Entries drawn from a collection:
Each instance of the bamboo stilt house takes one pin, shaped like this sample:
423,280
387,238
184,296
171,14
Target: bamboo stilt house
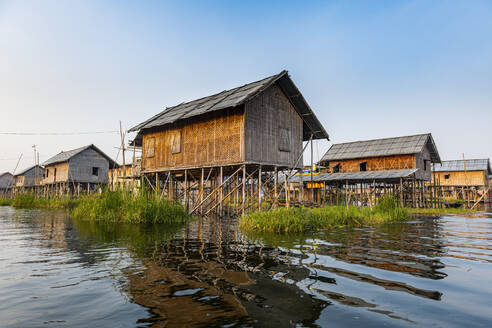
263,122
463,173
378,158
29,177
82,167
228,147
6,182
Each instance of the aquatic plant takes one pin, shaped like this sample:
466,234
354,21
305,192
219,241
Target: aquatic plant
5,201
120,206
301,219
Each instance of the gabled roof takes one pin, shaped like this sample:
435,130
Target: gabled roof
382,175
27,170
67,155
383,147
238,96
459,165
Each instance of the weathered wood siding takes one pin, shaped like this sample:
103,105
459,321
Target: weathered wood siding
273,129
462,178
80,167
375,163
216,139
6,181
30,178
425,172
61,173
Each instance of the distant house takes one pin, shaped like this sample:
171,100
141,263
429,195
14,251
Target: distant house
6,182
84,165
463,173
400,157
29,177
260,123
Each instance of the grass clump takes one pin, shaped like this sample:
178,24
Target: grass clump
5,201
118,206
301,219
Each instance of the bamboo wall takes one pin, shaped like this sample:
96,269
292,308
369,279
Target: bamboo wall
61,173
462,178
213,140
376,163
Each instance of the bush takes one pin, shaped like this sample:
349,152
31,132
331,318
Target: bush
302,219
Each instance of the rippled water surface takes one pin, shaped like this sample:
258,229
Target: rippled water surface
59,272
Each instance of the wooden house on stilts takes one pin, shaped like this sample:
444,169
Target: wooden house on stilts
226,150
77,170
361,171
28,179
467,180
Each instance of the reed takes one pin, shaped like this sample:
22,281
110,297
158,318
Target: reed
301,219
120,206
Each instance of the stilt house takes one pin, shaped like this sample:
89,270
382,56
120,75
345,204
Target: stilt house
380,159
29,177
259,126
6,182
463,173
264,122
86,166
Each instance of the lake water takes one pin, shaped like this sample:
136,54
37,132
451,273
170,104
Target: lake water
59,272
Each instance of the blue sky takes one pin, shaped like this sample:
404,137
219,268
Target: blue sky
368,69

- **Exercise description**
Reproduce the material from the line with "Each instance of the wooden" through the end of the material, requests included. Scale every coordinate in the answers by 1.35 and round to whole numbers with halves rounded up, leaving the sample coordinates in the requests unchanged.

- **Exercise answer**
Each instance of the wooden house on stilts takes one pin, shaped like this sample:
444,169
Target: wooden house on stilts
305,203
104,230
487,231
38,242
630,243
Each instance of the reed takes one pin, shaped like this sample:
22,281
110,297
158,318
Target: reed
406,296
162,278
Each instance of the stilt house takes one pin, shaped like this sample:
89,270
382,56
120,75
345,204
Target: stilt house
513,215
39,239
350,170
8,246
625,234
356,165
116,224
Each instance of the lake water takes one pin, shaped like this sample:
136,54
37,132
451,273
170,104
Target: lake water
80,367
Each instance of the blue sky takes one pin, shaped like this sample:
404,137
219,268
Target: blue sky
497,93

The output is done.